Leg in één tot drie zinnen uit waarom de brontekst de temperatuurregeling in de schuren eigenlijk levensgevaarlijk noemt.

> _Brontekst_
= = = = =
Skip to main content

Mijn vader en zijn tropische vissen


In de jaren zestig woonden wij in de Loosdrechtsestraat. Mijn vader kweekte allerlei soorten tropische vissen zoals Sumatranen, Hockysticks, Chinese Danios, Kegelvlekbarbelen, Maanvissen, Purperkopbarbelen, Rode Rio’s en nog vele andere vissen met moeilijke Latijnse namen. Mijn vader was de eerste in Den Haag die Neon-tetra’s kweekte.

We hadden in de tuin twee schuren aan elkaar gebouwd, waar mijn vader vervolgens metalen stellingen in maakte. De temperatuur werd geregeld door middel van kleine gasleidingen die je hoog en laag kon zetten. Eigenlijk was het levensgevaarlijk wegens brandgevaar, maar daar werd toen niet echt aan gedacht. Er waren smalle bakken, kleine kweekbakjes en grote bakken – door mijn vader uitzwemmers genoemd – met metalen frames en glas erin. Deze maakte hij zelf. In iedere bak hingen temperatuurmeters en er stonden twee petroleumkachels om de schuur te verwarmen. Ik herinner me dat de oliepitten regelmatig vervangen moesten worden en dat de olieman dan aan de deur kwam voor de petroleum. Verder waren de aquariums voorzien van kleine, brede potten (weckpotten) die werden gevuld met glaswol en daarin een klein pvc-pijpje met een gat waar het luchtslangetje aangekoppeld kon worden, voor de drukregulering.
= = = = =
> _Opgeslagen gegevens_
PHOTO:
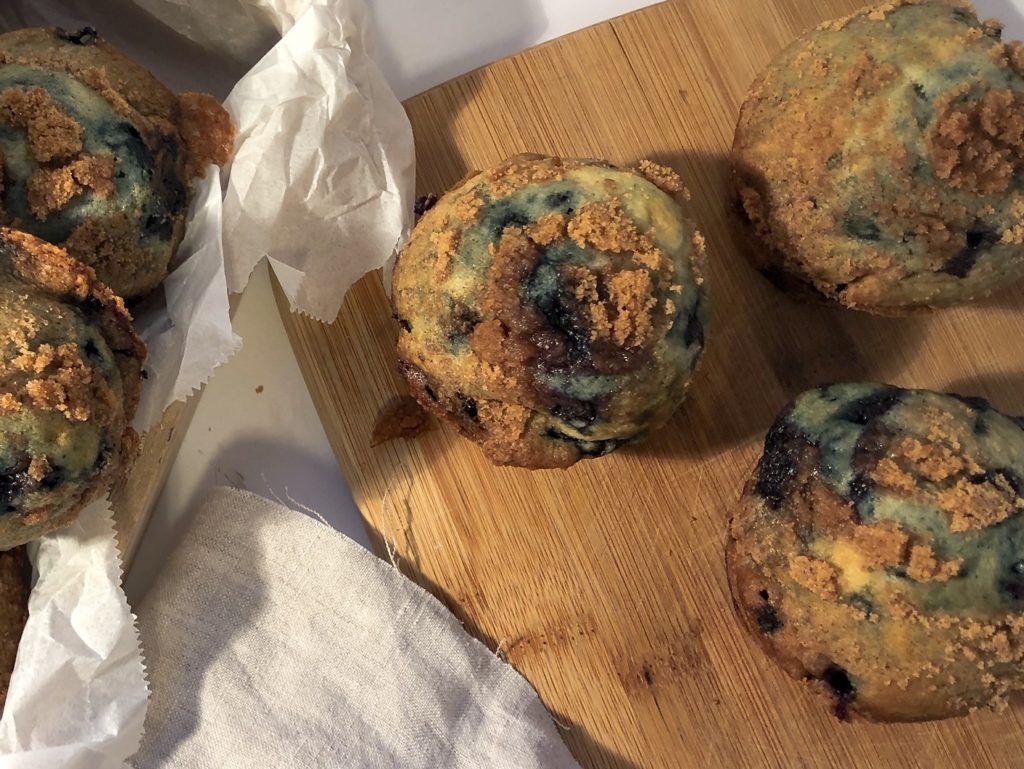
= = = = =
> _Schriftelijk antwoord_
De temperatuur werd geregeld met kleine gasleidingen die je hoog en laag kon zetten. Dat was eigenlijk levensgevaarlijk vanwege het brandgevaar, al werd daar toen niet echt aan gedacht.